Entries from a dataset
==========

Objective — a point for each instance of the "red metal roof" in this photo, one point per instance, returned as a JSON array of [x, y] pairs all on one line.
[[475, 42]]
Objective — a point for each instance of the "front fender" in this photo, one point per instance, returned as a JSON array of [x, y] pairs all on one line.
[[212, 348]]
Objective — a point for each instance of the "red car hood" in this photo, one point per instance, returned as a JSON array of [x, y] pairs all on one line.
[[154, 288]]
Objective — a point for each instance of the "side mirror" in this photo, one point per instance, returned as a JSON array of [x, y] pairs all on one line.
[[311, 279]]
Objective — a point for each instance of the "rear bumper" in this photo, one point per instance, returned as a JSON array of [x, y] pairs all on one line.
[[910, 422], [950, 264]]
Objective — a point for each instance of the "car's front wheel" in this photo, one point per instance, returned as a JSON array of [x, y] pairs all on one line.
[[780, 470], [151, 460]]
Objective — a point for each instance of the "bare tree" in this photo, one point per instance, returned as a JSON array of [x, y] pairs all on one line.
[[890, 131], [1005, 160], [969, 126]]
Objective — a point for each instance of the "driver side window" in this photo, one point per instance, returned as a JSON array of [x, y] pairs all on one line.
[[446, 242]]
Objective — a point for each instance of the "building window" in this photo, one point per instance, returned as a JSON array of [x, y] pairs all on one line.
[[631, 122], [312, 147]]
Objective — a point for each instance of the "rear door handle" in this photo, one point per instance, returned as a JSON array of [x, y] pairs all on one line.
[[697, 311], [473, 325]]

==========

- _The task_:
Copy out every one of the records above word for word, leaving each line unchanged.

- _Response for this exercise_:
Objective — a point for each instance of the "red metal roof" in this photo, one point per instance, returned as a JSON array of [x, y] pairs all on one line.
[[475, 42]]
Objective — a point for each instance of the "front fender" in this photo, one point per instance, returned as a JSON array of [x, y] pairs all on one line.
[[212, 348]]
Objective — a point for each instance of the "red car hood" in this photo, one point per instance, returned as a JSON array of [x, y] pairs all on one line.
[[154, 288]]
Objective — a point for each instance of the "side mirror" in this photo, one point per instance, returned as a JSON array of [x, y] pairs all on one line.
[[311, 279]]
Objective — a point for each instance of the "rear bumper" in this photo, one point per instance, returned as a JSON array of [x, y] pairs all on one line.
[[910, 422], [950, 264]]
Objective — a point for each instance of the "car's front wheel" in this photo, one point per instance, returned as a JSON array of [x, y] pairs all on one line.
[[780, 470], [151, 460]]
Objective — a point for each instance of the "bare tree" in this photo, one point per instance, returned as a JSON array of [x, y] pairs all on one line.
[[890, 131], [1005, 160], [969, 126]]
Objective — a point for each instance of the "driver side window" in this photo, one point per instance, returned as a JSON array of [x, y] pairs all on one line.
[[446, 242]]
Objective — a point for each instance of the "building window" in this photo, one point per instance, returned as a JSON array of [x, y] pairs all on one line.
[[631, 122], [312, 147]]
Objective — a point for each instance of the "rear door handle" in this photo, one point per instance, returned as a JSON array of [x, y] pairs all on one line.
[[697, 311], [473, 325]]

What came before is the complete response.